**PROBLEM TO WORK ON:**
Display each line of the data below that contains the string "bottle", copied in full. Letter case must match.

**RECORDED INFORMATION:**
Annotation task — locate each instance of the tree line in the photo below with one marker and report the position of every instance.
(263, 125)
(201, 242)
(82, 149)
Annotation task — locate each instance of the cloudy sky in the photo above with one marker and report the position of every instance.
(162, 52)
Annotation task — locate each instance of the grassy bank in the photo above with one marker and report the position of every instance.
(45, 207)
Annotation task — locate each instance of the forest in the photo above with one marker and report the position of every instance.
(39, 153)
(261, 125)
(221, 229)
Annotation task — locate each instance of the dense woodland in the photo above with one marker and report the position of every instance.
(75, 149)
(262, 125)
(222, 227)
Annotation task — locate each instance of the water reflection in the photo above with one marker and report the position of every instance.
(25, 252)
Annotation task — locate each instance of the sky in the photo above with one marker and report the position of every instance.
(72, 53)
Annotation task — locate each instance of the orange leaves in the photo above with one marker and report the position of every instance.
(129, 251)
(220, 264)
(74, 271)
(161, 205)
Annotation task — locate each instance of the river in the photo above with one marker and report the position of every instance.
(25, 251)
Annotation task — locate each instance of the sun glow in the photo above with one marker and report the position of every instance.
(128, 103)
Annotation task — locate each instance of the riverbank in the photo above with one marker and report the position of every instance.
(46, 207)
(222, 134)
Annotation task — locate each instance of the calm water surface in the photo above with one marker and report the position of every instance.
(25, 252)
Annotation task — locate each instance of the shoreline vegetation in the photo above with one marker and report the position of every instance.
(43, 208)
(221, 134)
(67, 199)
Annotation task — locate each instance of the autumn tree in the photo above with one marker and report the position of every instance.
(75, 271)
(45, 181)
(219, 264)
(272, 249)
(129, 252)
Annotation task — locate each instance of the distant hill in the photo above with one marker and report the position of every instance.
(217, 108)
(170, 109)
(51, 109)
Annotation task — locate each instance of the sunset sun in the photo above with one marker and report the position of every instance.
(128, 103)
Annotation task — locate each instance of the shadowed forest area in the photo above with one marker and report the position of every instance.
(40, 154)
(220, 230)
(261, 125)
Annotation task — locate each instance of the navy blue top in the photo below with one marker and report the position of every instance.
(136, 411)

* * *

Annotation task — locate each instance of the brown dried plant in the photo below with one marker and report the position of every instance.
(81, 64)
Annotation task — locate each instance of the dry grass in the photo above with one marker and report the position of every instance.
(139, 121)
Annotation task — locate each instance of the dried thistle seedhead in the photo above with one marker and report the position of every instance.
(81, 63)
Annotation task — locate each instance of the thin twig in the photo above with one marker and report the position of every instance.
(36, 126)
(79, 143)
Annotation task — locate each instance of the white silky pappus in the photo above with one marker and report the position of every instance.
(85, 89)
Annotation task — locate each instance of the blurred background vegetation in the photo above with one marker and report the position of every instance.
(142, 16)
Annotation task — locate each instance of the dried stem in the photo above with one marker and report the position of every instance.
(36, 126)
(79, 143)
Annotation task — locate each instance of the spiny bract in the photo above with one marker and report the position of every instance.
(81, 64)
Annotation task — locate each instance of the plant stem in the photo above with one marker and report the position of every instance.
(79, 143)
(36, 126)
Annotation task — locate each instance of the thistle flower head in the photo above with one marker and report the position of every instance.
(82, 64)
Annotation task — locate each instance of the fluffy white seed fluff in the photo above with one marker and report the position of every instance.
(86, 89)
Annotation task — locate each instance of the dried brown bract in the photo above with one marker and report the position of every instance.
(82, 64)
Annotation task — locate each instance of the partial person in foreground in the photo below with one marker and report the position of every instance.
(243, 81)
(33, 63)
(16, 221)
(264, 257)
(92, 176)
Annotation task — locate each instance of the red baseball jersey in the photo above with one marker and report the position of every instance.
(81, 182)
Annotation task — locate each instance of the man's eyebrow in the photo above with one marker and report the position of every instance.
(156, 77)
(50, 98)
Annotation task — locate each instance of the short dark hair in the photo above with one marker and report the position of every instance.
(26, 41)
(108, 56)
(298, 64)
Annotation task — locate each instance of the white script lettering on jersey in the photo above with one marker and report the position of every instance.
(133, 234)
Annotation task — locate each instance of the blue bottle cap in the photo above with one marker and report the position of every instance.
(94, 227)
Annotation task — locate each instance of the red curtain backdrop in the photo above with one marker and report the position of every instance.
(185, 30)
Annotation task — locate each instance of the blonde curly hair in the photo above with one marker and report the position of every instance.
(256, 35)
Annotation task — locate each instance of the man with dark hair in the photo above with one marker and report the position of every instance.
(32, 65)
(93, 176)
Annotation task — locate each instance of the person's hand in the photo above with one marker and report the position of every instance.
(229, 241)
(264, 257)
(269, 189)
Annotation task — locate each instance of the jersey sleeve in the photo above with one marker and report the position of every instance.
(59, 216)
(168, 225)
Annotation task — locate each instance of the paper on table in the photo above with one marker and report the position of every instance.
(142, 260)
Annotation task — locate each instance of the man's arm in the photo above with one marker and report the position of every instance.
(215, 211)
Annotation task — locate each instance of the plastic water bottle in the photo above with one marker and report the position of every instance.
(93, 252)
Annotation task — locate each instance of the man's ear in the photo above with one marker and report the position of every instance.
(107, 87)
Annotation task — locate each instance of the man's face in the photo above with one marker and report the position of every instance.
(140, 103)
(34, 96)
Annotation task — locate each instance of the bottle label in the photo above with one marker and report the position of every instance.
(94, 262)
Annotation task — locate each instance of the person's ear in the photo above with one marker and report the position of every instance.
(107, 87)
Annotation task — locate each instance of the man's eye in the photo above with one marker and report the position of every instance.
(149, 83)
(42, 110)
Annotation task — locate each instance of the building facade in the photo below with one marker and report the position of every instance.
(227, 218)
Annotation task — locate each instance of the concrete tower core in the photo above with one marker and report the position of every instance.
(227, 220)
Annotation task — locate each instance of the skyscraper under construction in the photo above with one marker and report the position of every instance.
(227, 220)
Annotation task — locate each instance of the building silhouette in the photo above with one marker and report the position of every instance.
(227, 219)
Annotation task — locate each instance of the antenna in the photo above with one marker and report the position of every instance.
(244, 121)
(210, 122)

**ANSWER TO THE TASK:**
Annotation task — locate each instance of the blue bottle cap in the photo above with one marker and report the position of every instance.
Annotation task — locate each instance of the plastic water bottle in the photo above with one marker and report the position of every instance.
Annotation task — locate each instance of the bottle label in the photo above with one marker and report the position of every instance.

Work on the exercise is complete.